Extracted data entries:
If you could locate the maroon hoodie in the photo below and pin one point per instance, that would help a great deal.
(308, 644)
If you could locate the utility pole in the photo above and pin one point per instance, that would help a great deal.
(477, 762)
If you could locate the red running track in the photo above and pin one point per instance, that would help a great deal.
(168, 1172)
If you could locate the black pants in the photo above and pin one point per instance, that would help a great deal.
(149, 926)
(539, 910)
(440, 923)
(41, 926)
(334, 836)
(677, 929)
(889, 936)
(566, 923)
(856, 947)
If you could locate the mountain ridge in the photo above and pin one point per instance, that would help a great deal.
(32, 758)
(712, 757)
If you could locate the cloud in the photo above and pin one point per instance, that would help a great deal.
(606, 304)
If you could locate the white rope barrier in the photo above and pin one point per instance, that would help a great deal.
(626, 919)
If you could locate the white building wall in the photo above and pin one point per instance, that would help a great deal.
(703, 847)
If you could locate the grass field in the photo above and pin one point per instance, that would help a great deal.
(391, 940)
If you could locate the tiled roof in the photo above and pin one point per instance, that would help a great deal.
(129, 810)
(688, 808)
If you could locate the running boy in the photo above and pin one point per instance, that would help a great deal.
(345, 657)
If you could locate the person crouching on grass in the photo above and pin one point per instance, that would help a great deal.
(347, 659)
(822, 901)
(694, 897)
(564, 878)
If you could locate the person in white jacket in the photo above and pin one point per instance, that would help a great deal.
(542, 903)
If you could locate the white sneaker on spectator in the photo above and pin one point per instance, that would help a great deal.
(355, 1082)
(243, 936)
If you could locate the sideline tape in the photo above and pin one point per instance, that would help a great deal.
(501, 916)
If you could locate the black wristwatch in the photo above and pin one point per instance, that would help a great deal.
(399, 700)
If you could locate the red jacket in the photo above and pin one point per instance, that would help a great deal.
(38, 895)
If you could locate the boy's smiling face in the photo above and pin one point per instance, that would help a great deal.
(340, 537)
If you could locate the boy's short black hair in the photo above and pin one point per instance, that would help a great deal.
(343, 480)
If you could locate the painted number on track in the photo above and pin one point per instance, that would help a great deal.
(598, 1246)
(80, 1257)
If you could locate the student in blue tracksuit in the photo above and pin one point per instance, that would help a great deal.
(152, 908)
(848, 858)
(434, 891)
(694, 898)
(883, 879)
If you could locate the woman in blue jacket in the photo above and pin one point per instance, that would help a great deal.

## Instructions to follow
Output the complete data exactly as written.

## Written response
If you could locate the maroon hoodie in the photo below and pin one point per instance, that would help a great deal.
(308, 644)
If you could locate the utility pole in the photo above and pin one point per instance, that would help a great deal.
(477, 762)
If you could locate the red running track in the photo above and pin one point per instance, that would help a great deal.
(168, 1172)
If you could locate the black pants in the photo above and pin one point per instance, that would help a great deal.
(149, 926)
(539, 910)
(440, 923)
(41, 926)
(334, 836)
(677, 929)
(889, 936)
(566, 923)
(856, 947)
If you could locate the mountain ridge in the photo above and pin one point per instance, that would help a great deal.
(32, 758)
(712, 757)
If you could locate the cloud in the photo above and pin one point per instance, that would help a great deal.
(606, 304)
If you could locate the white rope barrier in the photo above and pin one point per instance, that would help a great deal.
(626, 919)
If you could locate the white building wall in the photo above and pin one point per instance, that would help a great deal.
(703, 847)
If you could locate the grass field in the photo above and pin one point per instance, that would help a great deal.
(391, 940)
If you could locate the tiled roof in the photo above and pin one point per instance, that would help a great deal.
(129, 810)
(688, 808)
If you could locate the running boy in the photo above and pin one point per instance, that would help a great deal.
(345, 657)
If you could locate the person crouching on grass in the photo above and pin one point per instance, that would help a great deal.
(347, 659)
(822, 901)
(694, 897)
(564, 878)
If you could locate the person in white jacket in the photo above and pin one point per instance, that would help a great deal.
(542, 903)
If you could locate the white sneaker on spectator in the photo above and pin one point per instance, that would help a great deal.
(355, 1082)
(243, 936)
If you could locate the sideline tape in the photo above and pin one point per instance, that would help a great deal.
(501, 916)
If you could locate the black wristwatch in the photo above and pin one point per instance, that would help a great deal.
(399, 700)
If you could locate the red jacket in the photo above and pin one point per instance, that would help a great deal.
(38, 895)
If you could locate the boy's smiling face in the photo above and pin one point per instance, that would help a great deal.
(340, 537)
If you could locate the boy's short black hair in the photo above and pin one point per instance, that would help a great deal.
(343, 480)
If you could locate the painted number on track in the photo above and pin one point per instance, that would help a great deal.
(598, 1246)
(80, 1257)
If you could locate the student in blue tracksuit in the photo above and pin one point per instance, that would help a great deal.
(152, 908)
(848, 858)
(434, 891)
(694, 898)
(883, 879)
If you could locate the woman in blue jacket in the photo above and pin one point per instance, that would help a great deal.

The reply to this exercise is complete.